Purpose: Women with breast cancer were provided with an audiotape of their primary adjuvant treatment consultation, and the following patient outcomes were measured at 12 weeks postconsultation: perceived degree of information provision, audiotape satisfaction and use, communication satisfaction with oncologist, mood state, and cancer-specific quality of life.
Patients and methods: Participants included 628 women newly diagnosed with breast cancer and 40 oncologists from six cancer centers in Canada. The patients were block randomized to one of four consultation groups: standard care control, not audiotaped; audiotaped, no audiotape given; audiotaped, patient given audiotape; and audiotaped, patient offered choice of receiving audiotape or not.

* QUESTIONS ON THE MATERIAL
- 1) Write out the part of the breast cancer study summary starting with "Patients and methods: Participants" and going on through "audiotape or not.".
- 2) Answer these questions using the breast cancer study summary:
(a) How many women took part in the study?
(b) How many oncologists took part?
(c) How many weeks after the consultation were the patient outcomes measured?
- 3) Carry on writing the breast cancer study summary from the point where it stops.

Records from a data source

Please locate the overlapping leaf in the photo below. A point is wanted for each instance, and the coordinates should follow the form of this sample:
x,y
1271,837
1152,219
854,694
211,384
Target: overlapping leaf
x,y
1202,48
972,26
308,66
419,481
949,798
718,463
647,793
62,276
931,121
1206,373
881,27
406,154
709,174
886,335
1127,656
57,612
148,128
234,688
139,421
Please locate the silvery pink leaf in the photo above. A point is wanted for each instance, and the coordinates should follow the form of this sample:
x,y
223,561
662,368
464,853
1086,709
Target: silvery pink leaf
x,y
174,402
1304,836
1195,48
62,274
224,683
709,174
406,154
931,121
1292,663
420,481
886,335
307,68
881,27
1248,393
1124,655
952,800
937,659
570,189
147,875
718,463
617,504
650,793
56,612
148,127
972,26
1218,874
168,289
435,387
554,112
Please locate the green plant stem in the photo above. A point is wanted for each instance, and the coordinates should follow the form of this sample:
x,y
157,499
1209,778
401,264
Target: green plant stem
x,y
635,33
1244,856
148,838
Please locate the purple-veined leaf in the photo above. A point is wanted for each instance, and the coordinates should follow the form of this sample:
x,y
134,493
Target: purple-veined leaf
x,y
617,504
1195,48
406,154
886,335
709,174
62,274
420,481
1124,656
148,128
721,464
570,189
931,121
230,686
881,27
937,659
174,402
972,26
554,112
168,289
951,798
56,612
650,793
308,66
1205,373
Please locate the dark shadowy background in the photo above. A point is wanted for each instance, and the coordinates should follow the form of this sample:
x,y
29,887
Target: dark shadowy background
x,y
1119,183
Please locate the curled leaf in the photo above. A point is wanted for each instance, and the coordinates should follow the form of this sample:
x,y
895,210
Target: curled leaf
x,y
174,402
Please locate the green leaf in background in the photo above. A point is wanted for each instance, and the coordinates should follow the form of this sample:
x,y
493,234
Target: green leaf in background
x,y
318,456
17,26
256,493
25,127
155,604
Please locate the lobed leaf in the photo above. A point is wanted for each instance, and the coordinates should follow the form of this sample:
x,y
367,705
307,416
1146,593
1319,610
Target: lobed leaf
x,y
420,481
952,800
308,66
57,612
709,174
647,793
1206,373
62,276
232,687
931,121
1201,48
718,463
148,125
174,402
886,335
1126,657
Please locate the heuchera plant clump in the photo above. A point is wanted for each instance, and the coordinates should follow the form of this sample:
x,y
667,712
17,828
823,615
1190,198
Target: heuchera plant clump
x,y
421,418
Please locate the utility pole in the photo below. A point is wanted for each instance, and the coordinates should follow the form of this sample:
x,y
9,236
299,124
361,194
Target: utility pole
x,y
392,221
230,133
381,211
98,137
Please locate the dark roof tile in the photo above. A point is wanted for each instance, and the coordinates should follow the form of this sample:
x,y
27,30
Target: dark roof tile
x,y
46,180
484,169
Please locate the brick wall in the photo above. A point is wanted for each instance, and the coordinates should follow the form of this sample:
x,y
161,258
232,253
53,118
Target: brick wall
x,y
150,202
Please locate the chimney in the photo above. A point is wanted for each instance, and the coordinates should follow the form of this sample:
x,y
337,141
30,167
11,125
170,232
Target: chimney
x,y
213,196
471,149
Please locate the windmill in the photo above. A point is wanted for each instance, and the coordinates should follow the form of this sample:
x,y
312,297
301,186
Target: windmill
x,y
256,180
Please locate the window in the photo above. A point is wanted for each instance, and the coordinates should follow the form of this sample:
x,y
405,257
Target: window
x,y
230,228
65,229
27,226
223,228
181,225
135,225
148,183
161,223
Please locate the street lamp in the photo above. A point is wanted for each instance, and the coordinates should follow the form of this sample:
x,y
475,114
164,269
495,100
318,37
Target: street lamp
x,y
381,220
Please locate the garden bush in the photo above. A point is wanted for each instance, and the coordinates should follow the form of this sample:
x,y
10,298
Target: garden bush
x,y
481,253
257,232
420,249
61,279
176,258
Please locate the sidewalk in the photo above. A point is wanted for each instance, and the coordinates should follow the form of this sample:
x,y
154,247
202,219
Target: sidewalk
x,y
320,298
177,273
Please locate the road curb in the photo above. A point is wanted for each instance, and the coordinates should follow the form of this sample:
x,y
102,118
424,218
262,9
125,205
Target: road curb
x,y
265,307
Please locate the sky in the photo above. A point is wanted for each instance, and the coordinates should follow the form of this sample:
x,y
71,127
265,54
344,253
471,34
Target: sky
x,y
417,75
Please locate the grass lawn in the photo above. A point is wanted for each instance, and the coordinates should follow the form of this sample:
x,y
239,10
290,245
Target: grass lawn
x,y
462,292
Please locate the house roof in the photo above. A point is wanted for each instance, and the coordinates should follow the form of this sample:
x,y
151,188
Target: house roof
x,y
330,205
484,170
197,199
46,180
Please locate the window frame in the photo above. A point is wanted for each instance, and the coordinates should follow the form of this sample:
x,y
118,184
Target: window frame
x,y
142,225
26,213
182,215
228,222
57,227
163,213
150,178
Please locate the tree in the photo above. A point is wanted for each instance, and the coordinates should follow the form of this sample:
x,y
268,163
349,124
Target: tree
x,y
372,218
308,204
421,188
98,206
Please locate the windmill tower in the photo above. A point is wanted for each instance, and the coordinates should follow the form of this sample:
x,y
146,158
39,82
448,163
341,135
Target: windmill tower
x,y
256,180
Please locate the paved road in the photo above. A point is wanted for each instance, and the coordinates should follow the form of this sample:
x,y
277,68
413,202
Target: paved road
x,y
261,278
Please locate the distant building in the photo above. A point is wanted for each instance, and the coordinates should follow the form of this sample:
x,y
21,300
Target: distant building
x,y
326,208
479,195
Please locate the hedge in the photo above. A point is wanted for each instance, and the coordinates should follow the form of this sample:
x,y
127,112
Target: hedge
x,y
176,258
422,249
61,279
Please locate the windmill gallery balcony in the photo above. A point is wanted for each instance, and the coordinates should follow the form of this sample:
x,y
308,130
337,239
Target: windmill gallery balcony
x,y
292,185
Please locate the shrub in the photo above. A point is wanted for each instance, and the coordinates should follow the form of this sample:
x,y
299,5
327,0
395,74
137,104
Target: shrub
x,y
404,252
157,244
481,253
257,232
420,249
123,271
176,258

* RESPONSES TO THE EXERCISE
- 1)
Patients and methods: Participants included 628 women newly diagnosed with breast cancer and 40 oncologists from six cancer centers in Canada. The patients were block randomized to one of four consultation groups: standard care control, not audiotaped; audiotaped, no audiotape given; audiotaped, patient given audiotape; and audiotaped, patient offered choice of receiving audiotape or not.

- 2)
(a) 628
(b) 40
(c) 12

- 3)
Results: Patients receiving the consultation audiotape had significantly better recall of having discussed side effects of treatment than patients who did not receive the audiotape. Audiotape benefit was not significantly related to patient satisfaction with communication, mood state, or quality of life at 12 weeks postconsultation, and was not significantly affected by choice of receiving the audiotape. Patients rated the audiotape intervention positively, with an average score of 83.9 of 100.
Conclusion: Audiotape provision benefits patients by facilitating their perception of being informed about treatment side effects, but does not significantly influence patient satisfaction with communication, mood state, or quality of life.